** VORLIEGENDER TEXT **

----------------------------------------

Was willst du eigentlich ca. investieren?


----------



## Fynn_sh (18. September 2007)

*AW: Gesucht: Neue Meforute*



MFT-Dirk schrieb:


> Ein Bekannter fischt die Fenwick und ist davon auch begeistert.



Kann man so sagen #6
...aber gerade weil sie sonen schön langen Griff hat, also eher nix für den Threadersteller :m


----------



## Dirk170478 (18. September 2007)

*AW: Gesucht: Neue Meforute*



Fynn_sh schrieb:


> Kann man so sagen #6
> ...aber gerade weil sie sonen schön langen Griff hat, also eher nix für den Threadersteller :m


 

Da isser ja, der Bekannte!!!#h|supergri|supergri|supergri


----------



## Living Dead (19. September 2007)

*AW: Gesucht: Neue Meforute*

Ja Preisrahme so ca 250€. Such halt etwas leichtes und schnelles. Mag keine weichen Ruten.


----------



## Ullov Löns (19. September 2007)

*AW: Gesucht: Neue Meforute*

Dann luscher doch mal im Harrisonthread. 


Uli


----------



## Chrizzi (19. September 2007)

*AW: Gesucht: Neue Meforute*

Hmm Rainer meinte doch das die Harrison mehr eine GuFi Rute wäre. Wäre der "Blechpeitschen"-Thread nicht sinnvoller?


----------



## Blauortsand (19. September 2007)

*AW: Gesucht: Neue Meforute*



> @ Jelle RFX 96 MH, ist das die mit Kork bei DS?

----------------------------------------

[Datensätze, einer Sammlung entnommen]
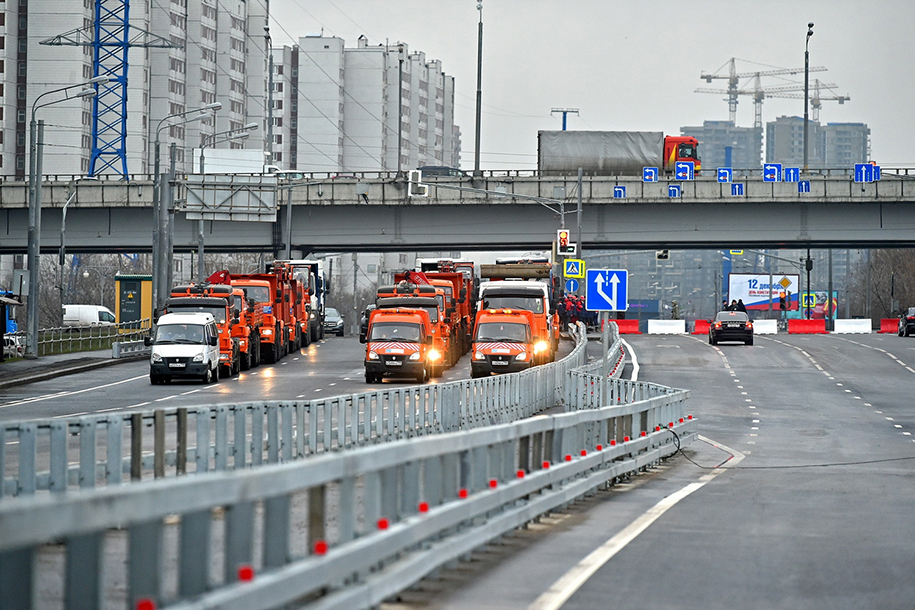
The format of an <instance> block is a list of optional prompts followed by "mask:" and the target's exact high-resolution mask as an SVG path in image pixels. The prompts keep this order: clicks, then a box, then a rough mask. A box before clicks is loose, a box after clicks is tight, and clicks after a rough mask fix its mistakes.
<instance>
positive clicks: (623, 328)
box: [613, 320, 642, 335]
mask: <svg viewBox="0 0 915 610" xmlns="http://www.w3.org/2000/svg"><path fill="white" fill-rule="evenodd" d="M613 321H614V322H616V324H617V326H619V327H620V334H621V335H641V334H642V332H641V331H640V330H639V321H638V320H613Z"/></svg>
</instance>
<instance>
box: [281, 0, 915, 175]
mask: <svg viewBox="0 0 915 610" xmlns="http://www.w3.org/2000/svg"><path fill="white" fill-rule="evenodd" d="M482 4H483V28H484V33H483V86H482V92H483V96H482V97H483V118H482V127H481V129H482V143H481V146H480V149H481V167H482V169H533V168H534V167H535V166H536V160H537V157H536V151H537V131H538V130H542V129H560V128H561V117H560V116H559V115H554V116H552V117H551V116H550V109H551V108H559V107H566V108H578V109H579V111H580V115H579V116H575V115H570V116H569V119H568V127H569V129H580V130H645V131H663V132H664V133H665V134H679V131H680V127H681V126H684V125H701V124H702V122H703V121H705V120H727V118H728V106H727V102H726V101H725V100H724V97H725V96H724V95H716V94H705V93H694V90H695V89H696V88H697V87H715V88H721V89H723V88H725V87H726V86H727V82H726V81H725V80H715V81H712V84H707V83H706V82H705V81H704V80H702V79H700V73H702V72H709V73H716V72H717V73H719V74H722V75H726V74H727V65H726V64H727V62H728V61H729V60H730V58H732V57H736V58H738V62H737V68H738V71H747V72H749V71H757V70H769V69H775V68H803V66H804V39H805V35H806V31H807V22H808V21H813V22H814V24H815V25H814V28H813V29H814V32H815V34H814V36H813V37H812V38H811V39H810V65H811V66H825V67H827V68H828V69H829V70H828V71H827V72H816V73H811V75H810V78H811V82H812V81H813V79H814V78H818V79H820V80H821V81H823V82H826V83H835V84H837V85H838V87H837V88H836V89H835V93H836V94H840V95H848V96H850V97H851V101H849V102H846V103H845V104H844V105H839V104H838V103H836V102H834V101H825V102H823V108H822V110H821V113H820V121H821V123H828V122H863V123H866V124H867V125H868V126H869V127H870V129H871V150H872V157H873V159H875V160H876V161H877V162H878V163H880V164H881V165H882V166H883V167H900V166H906V167H915V145H913V142H912V140H913V138H915V109H913V106H915V95H913V88H915V35H913V30H915V1H913V0H869V1H867V2H864V1H861V0H857V1H852V0H793V1H788V0H785V1H783V0H755V1H751V0H730V1H722V0H695V1H693V2H686V1H682V0H681V1H673V0H654V1H649V0H639V1H635V0H633V1H627V2H623V1H613V0H562V1H560V0H482ZM476 6H477V3H476V2H475V1H474V0H386V1H379V0H272V2H270V10H271V13H272V15H273V18H274V19H273V24H272V30H271V35H272V37H273V43H274V45H275V46H280V45H284V44H292V43H294V42H296V41H297V40H298V38H299V37H301V36H305V35H307V34H316V33H318V32H320V31H321V30H322V28H323V32H324V35H325V36H338V37H340V38H343V39H344V41H345V43H346V46H347V47H355V46H356V40H357V38H358V37H359V36H360V35H362V34H364V35H365V36H366V37H367V38H368V40H369V44H372V45H374V44H383V43H385V42H386V41H387V42H389V43H392V44H393V43H395V42H398V41H402V42H405V43H407V44H408V45H409V47H410V50H411V51H423V52H425V54H426V57H427V59H440V60H441V61H442V68H443V70H444V71H445V73H446V74H450V75H452V76H454V77H455V89H456V95H455V104H456V106H457V107H456V118H455V122H456V123H457V124H458V125H459V126H460V128H461V133H462V141H463V152H462V166H463V167H464V168H465V169H467V168H472V167H473V157H474V122H475V99H476V69H477V23H478V15H479V13H478V11H477V8H476ZM803 82H804V77H803V72H801V73H800V74H799V75H797V76H793V77H792V76H784V77H771V78H767V79H764V80H763V82H762V84H763V85H764V86H777V85H787V84H792V83H800V84H801V85H803ZM741 85H742V86H744V85H746V86H748V87H749V81H747V80H742V81H741ZM801 94H802V95H803V90H801ZM753 113H754V111H753V103H752V100H751V98H749V97H745V96H741V98H740V103H739V105H738V110H737V124H738V126H745V127H750V126H752V125H753V118H754V114H753ZM803 113H804V102H803V99H797V100H795V99H775V98H770V99H767V100H766V101H765V104H764V106H763V123H765V122H767V121H771V120H774V119H775V118H776V117H778V116H783V115H794V116H803Z"/></svg>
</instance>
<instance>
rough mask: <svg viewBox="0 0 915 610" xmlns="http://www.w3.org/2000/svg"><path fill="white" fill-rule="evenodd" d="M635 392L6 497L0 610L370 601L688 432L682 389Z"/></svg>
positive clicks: (546, 509)
mask: <svg viewBox="0 0 915 610" xmlns="http://www.w3.org/2000/svg"><path fill="white" fill-rule="evenodd" d="M636 385H638V386H646V388H645V389H644V390H639V391H638V392H644V393H645V394H647V395H654V397H652V398H644V399H641V400H637V401H635V402H632V403H629V404H625V405H613V406H602V407H599V408H595V409H590V410H582V411H576V412H572V413H563V414H558V415H551V416H542V417H535V418H529V419H525V420H522V421H518V422H512V423H506V424H499V425H493V426H486V427H481V428H477V429H473V430H469V431H465V432H460V433H444V434H437V435H434V436H426V437H422V438H415V439H411V440H407V439H401V440H396V441H392V442H389V443H383V444H378V445H367V446H363V447H358V448H354V449H353V450H351V451H345V452H336V451H335V452H327V453H324V454H322V455H317V456H314V457H312V458H310V459H307V460H299V461H293V462H289V463H281V464H273V465H268V466H264V467H262V468H249V469H242V470H234V471H227V472H218V473H210V474H207V475H200V476H194V477H177V478H173V479H168V480H160V481H144V482H140V483H137V484H135V485H121V486H111V487H108V488H106V489H100V490H91V491H90V490H80V491H74V492H72V493H68V494H42V495H37V496H30V497H21V498H13V499H10V500H8V501H6V502H3V503H0V606H2V607H3V608H4V609H5V610H19V609H27V608H33V607H61V606H63V607H65V608H96V607H101V606H103V605H104V606H109V605H112V604H119V605H122V607H123V604H124V602H125V598H126V602H127V607H128V608H140V607H145V608H163V607H167V608H174V609H179V608H180V609H182V610H185V609H188V610H189V609H191V608H195V609H196V608H201V609H202V608H214V607H220V608H227V609H230V608H238V609H241V608H274V607H285V604H292V603H293V602H295V607H303V608H322V609H329V608H346V609H355V608H370V607H377V605H378V604H380V603H381V602H382V601H383V600H385V599H387V598H388V597H390V596H391V595H394V594H396V593H397V592H399V591H402V590H404V589H406V588H408V587H409V586H411V585H412V584H413V583H415V582H417V581H419V580H420V579H421V578H423V577H424V576H426V575H428V574H430V573H431V572H432V571H433V570H436V569H438V568H440V567H442V566H445V565H446V564H447V563H449V562H451V561H454V560H456V559H459V558H462V557H465V556H467V555H468V554H469V553H470V552H471V551H472V550H473V549H474V548H477V547H479V546H480V545H482V544H485V543H486V542H487V541H490V540H493V539H495V538H497V537H499V536H501V535H503V534H505V533H507V532H509V531H511V530H513V529H515V528H517V527H521V526H523V525H525V524H526V523H529V522H531V521H533V520H536V519H537V517H538V516H539V515H542V514H544V513H547V512H549V511H551V510H555V509H557V508H560V507H563V506H565V505H568V504H569V503H571V502H573V501H574V500H576V499H577V498H580V497H582V496H585V495H588V494H590V493H593V491H594V490H595V489H597V488H600V487H602V486H605V485H608V484H612V483H614V482H615V481H616V479H617V478H618V477H620V476H622V475H625V474H626V473H630V472H634V471H637V470H640V469H645V468H648V467H650V466H652V465H653V464H655V463H657V462H658V461H660V460H661V459H662V458H664V457H665V456H669V455H672V454H674V453H675V452H676V451H677V449H678V447H679V445H680V444H681V443H684V444H685V443H687V442H689V441H691V440H692V439H694V438H695V435H696V431H695V421H694V420H692V419H691V418H689V417H688V416H686V415H685V404H686V400H687V398H688V392H687V391H682V390H681V391H677V390H670V389H663V390H662V389H661V388H658V387H656V386H655V387H651V384H636ZM255 549H257V550H258V551H257V552H255ZM166 559H168V560H166Z"/></svg>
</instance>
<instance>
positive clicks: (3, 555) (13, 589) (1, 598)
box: [0, 548, 35, 610]
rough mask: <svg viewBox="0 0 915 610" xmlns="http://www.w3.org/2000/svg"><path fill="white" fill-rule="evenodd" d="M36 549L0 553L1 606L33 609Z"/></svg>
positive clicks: (12, 609) (24, 549) (22, 608)
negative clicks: (35, 558) (4, 552)
mask: <svg viewBox="0 0 915 610" xmlns="http://www.w3.org/2000/svg"><path fill="white" fill-rule="evenodd" d="M34 579H35V550H34V549H32V548H27V549H16V550H15V551H8V552H5V553H0V608H3V610H31V609H32V607H33V606H32V602H33V599H34V597H35V582H34Z"/></svg>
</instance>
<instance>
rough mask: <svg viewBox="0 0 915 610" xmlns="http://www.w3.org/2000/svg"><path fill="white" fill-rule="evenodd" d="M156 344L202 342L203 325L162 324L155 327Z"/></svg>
mask: <svg viewBox="0 0 915 610" xmlns="http://www.w3.org/2000/svg"><path fill="white" fill-rule="evenodd" d="M155 342H156V344H157V345H162V344H167V343H192V344H197V345H201V344H203V326H200V325H197V324H162V325H160V326H159V327H158V328H157V329H156V341H155Z"/></svg>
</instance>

----------------------------------------

** FOLGENDES BEARBEITEN **
(1) Welchen Preisrahmen nennt Living Dead im Forumsauszug über die Meforute?
(2) Kopiere aus dem Forumsauszug über die Meforute den Abschnitt, der mit „## Living Dead“ beginnt und bis einschließlich „Löns (19. September 2007)“ reicht, Wort für Wort.
(3) Greife den Forumsauszug über die Meforute dort auf, wo er endet, und setze ihn fort.

** ANTWORTEN JE AUFGABE **
(1) Ungefähr 250 €.

(2)
## Living Dead (19. September 2007)

*AW: Gesucht: Neue Meforute*

Ja Preisrahme so ca 250€. Such halt etwas leichtes und schnelles. Mag keine weichen Ruten.


----------



## Ullov Löns (19. September 2007)

(3)
da hatte ich die mal her - ich glaube ich habe die seit ca. nem jahr!


----------



## Living Dead (20. September 2007)

*AW: Gesucht: Neue Meforute*



Chrizzi schrieb:


> Hmm Rainer meinte doch das die Harrison mehr eine GuFi Rute wäre. Wäre der "Blechpeitschen"-Thread nicht sinnvoller?



Genau falls mal nen Lachs beist |supergri Ne das is doch etwas überzogen. Mit "hart" war eher sowas wie 15-45gr gemeint.

@jelle: teurer Spaß ; )


----------



## Chrizzi (21. September 2007)

*AW: Gesucht: Neue Meforute*



Living Dead schrieb:


> Genau falls mal nen Lachs beist |supergri Ne das is doch etwas überzogen. Mit "hart" war eher sowas wie 15-45gr gemeint.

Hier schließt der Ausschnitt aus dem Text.